══ INPUT MATERIAL

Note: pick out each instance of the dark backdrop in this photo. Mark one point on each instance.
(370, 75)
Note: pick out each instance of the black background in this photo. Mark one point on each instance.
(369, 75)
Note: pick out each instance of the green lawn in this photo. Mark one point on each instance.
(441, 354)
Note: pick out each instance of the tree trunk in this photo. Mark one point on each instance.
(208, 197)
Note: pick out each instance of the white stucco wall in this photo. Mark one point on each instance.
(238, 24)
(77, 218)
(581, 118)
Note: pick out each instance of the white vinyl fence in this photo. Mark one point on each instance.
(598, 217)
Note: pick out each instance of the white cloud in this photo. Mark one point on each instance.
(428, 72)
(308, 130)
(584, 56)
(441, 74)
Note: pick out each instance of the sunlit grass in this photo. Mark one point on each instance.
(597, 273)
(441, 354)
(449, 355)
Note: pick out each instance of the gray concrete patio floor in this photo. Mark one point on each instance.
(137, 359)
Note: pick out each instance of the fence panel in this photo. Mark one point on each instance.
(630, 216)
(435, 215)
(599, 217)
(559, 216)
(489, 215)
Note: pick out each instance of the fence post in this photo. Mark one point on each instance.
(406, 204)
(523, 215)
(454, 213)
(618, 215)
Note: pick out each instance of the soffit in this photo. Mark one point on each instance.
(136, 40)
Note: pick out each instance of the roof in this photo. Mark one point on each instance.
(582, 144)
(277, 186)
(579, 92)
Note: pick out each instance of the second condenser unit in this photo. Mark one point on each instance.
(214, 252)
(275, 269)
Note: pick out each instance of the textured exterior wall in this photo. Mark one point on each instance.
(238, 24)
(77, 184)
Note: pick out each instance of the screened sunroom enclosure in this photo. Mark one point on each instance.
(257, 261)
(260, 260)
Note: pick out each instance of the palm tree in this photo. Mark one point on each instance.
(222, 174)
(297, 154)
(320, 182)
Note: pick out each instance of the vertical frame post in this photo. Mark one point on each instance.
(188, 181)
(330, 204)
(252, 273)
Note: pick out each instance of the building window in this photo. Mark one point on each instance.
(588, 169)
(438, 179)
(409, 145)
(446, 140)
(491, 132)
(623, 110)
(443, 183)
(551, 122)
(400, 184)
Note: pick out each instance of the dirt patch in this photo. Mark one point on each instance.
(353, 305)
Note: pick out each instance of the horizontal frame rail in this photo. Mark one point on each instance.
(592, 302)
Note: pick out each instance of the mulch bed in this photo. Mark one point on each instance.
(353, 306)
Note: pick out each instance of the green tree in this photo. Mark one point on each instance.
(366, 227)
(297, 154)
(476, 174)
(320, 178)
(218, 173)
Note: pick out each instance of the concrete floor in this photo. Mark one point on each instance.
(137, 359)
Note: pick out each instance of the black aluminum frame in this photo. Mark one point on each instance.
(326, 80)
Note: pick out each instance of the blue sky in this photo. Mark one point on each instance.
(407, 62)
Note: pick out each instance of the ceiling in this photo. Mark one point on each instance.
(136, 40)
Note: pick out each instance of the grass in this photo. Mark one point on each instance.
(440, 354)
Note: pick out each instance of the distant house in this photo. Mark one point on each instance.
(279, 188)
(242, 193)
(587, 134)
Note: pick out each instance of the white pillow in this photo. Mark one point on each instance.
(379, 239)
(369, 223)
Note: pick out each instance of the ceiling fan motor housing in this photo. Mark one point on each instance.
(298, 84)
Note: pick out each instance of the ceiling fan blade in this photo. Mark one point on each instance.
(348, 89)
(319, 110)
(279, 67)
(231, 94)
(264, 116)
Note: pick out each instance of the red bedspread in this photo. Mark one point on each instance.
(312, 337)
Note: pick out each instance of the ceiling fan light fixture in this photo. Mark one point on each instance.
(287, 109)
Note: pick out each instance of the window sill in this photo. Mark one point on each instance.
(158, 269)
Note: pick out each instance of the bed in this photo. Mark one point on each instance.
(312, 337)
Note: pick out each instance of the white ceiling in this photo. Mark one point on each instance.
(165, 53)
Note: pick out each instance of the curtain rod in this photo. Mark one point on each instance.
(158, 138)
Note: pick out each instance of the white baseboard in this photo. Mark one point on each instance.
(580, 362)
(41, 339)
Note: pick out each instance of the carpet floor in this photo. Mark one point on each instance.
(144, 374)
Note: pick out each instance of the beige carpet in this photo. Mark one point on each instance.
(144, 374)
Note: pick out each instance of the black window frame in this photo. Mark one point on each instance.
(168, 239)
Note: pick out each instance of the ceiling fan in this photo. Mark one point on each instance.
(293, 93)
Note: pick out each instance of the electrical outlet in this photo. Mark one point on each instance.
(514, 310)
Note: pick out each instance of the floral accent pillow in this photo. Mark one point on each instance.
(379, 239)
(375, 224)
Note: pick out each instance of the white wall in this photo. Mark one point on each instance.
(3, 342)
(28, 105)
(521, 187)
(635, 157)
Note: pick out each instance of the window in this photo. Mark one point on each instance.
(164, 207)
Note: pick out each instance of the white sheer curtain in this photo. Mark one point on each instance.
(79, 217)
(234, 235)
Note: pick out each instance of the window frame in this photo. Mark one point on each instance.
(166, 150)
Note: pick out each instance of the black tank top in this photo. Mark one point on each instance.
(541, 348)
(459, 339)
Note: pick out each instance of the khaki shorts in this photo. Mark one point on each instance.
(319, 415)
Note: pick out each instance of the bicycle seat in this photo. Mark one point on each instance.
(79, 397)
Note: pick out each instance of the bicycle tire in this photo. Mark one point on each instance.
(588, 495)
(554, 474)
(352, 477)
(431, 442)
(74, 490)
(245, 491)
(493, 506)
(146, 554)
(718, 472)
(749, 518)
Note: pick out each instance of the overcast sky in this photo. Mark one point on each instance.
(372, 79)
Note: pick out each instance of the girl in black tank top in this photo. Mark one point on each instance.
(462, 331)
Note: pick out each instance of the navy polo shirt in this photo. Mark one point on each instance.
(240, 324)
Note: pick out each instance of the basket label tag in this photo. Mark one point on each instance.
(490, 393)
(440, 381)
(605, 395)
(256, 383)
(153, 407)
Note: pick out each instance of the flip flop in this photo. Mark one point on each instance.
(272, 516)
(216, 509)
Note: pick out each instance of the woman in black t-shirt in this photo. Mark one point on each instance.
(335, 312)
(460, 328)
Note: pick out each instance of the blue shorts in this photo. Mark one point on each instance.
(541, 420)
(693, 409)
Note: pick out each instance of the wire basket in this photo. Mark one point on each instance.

════

- **DIRECTIONS FOR THIS TASK**
From the first line to the last, give the data again exactly.

- **TASK ANSWER**
Note: pick out each instance of the dark backdrop in this photo. Mark one point on each instance.
(370, 75)
Note: pick out each instance of the black background in this photo. Mark one point on each instance.
(369, 75)
Note: pick out each instance of the green lawn in this photo. Mark one point on each instance.
(441, 354)
Note: pick out each instance of the tree trunk in this photo. Mark one point on each instance.
(208, 197)
Note: pick out each instance of the white stucco wall in this photo. Mark one point on each instance.
(238, 24)
(77, 218)
(581, 118)
Note: pick out each instance of the white vinyl fence in this photo. Mark one point on each instance.
(598, 217)
Note: pick out each instance of the white cloud in this photo. Mark one point on each instance.
(428, 72)
(308, 130)
(584, 56)
(441, 74)
Note: pick out each instance of the sunlit grass in this photo. Mark one point on each instance.
(597, 273)
(441, 354)
(449, 355)
Note: pick out each instance of the gray concrete patio floor in this photo. Mark one point on each instance.
(137, 359)
Note: pick out each instance of the fence panel in this photo. Mark one point on each instance.
(630, 216)
(435, 215)
(599, 217)
(559, 216)
(489, 215)
Note: pick out each instance of the fence post in this photo. Mark one point on each instance.
(406, 204)
(523, 215)
(454, 213)
(618, 215)
Note: pick out each instance of the soffit in this photo. Mark one point on each instance.
(136, 40)
Note: pick out each instance of the roof in this photo. Mark one point on each instance.
(582, 144)
(277, 186)
(579, 92)
Note: pick out each instance of the second condenser unit in this photo. Mark one point on each instance.
(214, 252)
(275, 269)
Note: pick out each instance of the textured exterior wall in this photo. Mark one point on each instance.
(238, 24)
(77, 184)
Note: pick out each instance of the screened sunroom enclosure in this photo. Mark one point on each instance.
(257, 261)
(260, 260)
Note: pick out each instance of the palm tree in this photo. Mark one point on each instance.
(222, 174)
(297, 154)
(320, 182)
Note: pick out each instance of the vertical frame post in this photo. Mark one point on each instance.
(188, 181)
(330, 204)
(252, 273)
Note: pick out each instance of the building window in this photo. Mark one point on each instance.
(588, 169)
(438, 179)
(409, 145)
(446, 140)
(491, 132)
(623, 110)
(443, 183)
(551, 122)
(400, 184)
Note: pick out each instance of the dirt patch in this photo. Mark one point on each instance.
(353, 305)
Note: pick out each instance of the horizontal frame rail in this photo. Mark one point on each instance.
(592, 302)
Note: pick out each instance of the mulch bed in this photo. Mark one point on each instance.
(353, 306)
Note: pick out each instance of the green tree in this photo. Mark one point on each instance.
(366, 227)
(297, 154)
(476, 174)
(320, 178)
(218, 173)
Note: pick out each instance of the concrete floor in this photo. Mark one point on each instance.
(137, 359)
Note: pick out each instance of the black aluminum frame in this photo. Mark one point on each instance.
(326, 80)
Note: pick out each instance of the blue sky in this photo. Mark one point on each instance.
(407, 62)
Note: pick out each instance of the ceiling in this photo. Mark one point on each instance.
(136, 40)
Note: pick out each instance of the grass in this photo. Mark one point on each instance.
(440, 354)
Note: pick out each instance of the distant house in this photo. Mark one point on each instance.
(279, 188)
(242, 193)
(587, 134)
Note: pick out each instance of the white pillow in this photo. Mark one point on each instance.
(379, 239)
(369, 223)
Note: pick out each instance of the ceiling fan motor housing in this photo. Mark one point on each instance.
(298, 84)
Note: pick out each instance of the ceiling fan blade in this photo. Mark one point on each instance.
(348, 89)
(319, 110)
(279, 67)
(231, 94)
(264, 116)
Note: pick out each instance of the red bedspread in this photo. Mark one point on each instance.
(312, 337)
Note: pick out each instance of the ceiling fan light fixture in this photo. Mark one point on each instance.
(287, 109)
Note: pick out each instance of the window sill in this photo. Mark one point on each instance.
(158, 269)
Note: pick out each instance of the bed in this photo. Mark one point on each instance.
(312, 337)
Note: pick out each instance of the white ceiling in this photo. Mark one point on each instance.
(165, 53)
Note: pick out each instance of the curtain rod in this photo. Mark one point on each instance.
(158, 138)
Note: pick out each instance of the white baseboard in this photo. Mark one point on each instance.
(580, 362)
(41, 339)
Note: pick out each instance of the carpet floor in this photo. Mark one point on each instance.
(144, 374)
Note: pick out each instance of the beige carpet in this photo. Mark one point on each instance.
(144, 374)
Note: pick out each instance of the black window frame in this photo. Mark one point on each instance.
(168, 239)
Note: pick out each instance of the ceiling fan in this photo. Mark one point on each instance.
(293, 93)
Note: pick out each instance of the electrical outlet in this photo. Mark one point on each instance.
(514, 310)
Note: pick out each instance of the floral accent pillow in this photo. Mark one point on each instance.
(379, 239)
(375, 224)
Note: pick out each instance of the white wall in this photo. Mark one point on each instance.
(3, 342)
(28, 105)
(521, 187)
(635, 157)
Note: pick out each instance of the window in this photo. Mark one point on each instance.
(164, 207)
Note: pick out each instance of the white sheer curtain in this photo. Mark one point on each instance.
(79, 217)
(234, 235)
Note: pick out each instance of the window frame in this photo. Mark one point on each instance.
(166, 150)
Note: pick out each instance of the black tank top in this photo. Mark one point on each instance.
(541, 348)
(459, 339)
Note: pick out each instance of the khaki shorts in this photo. Mark one point on each instance.
(319, 415)
Note: pick out each instance of the bicycle seat in this photo. Mark one point on each instance.
(79, 397)
Note: pick out each instance of the bicycle tire in this photo. Mark one point on each instance.
(588, 495)
(554, 474)
(352, 477)
(431, 442)
(74, 490)
(245, 491)
(493, 506)
(146, 554)
(718, 472)
(749, 518)
Note: pick out each instance of the overcast sky in this photo. Mark one point on each instance.
(372, 79)
Note: pick out each instance of the girl in black tank top in this photo. Mark one point on each instance.
(462, 331)
Note: pick out each instance of the navy polo shirt in this photo. Mark one point on each instance.
(240, 324)
Note: pick out each instance of the basket label tag in this photo. Mark one point on each instance.
(490, 393)
(440, 381)
(605, 395)
(256, 383)
(153, 407)
Note: pick out each instance of the flip flop in this photo. Mark one point on each instance.
(272, 516)
(216, 509)
Note: pick out each instance of the woman in black t-shirt in this photo. Mark one point on each instance.
(335, 312)
(460, 328)
Note: pick out each instance of the blue shorts in this photo. Mark one point on each instance.
(541, 420)
(693, 409)
Note: pick out each instance of the wire basket in this photo. Mark one point on each instance.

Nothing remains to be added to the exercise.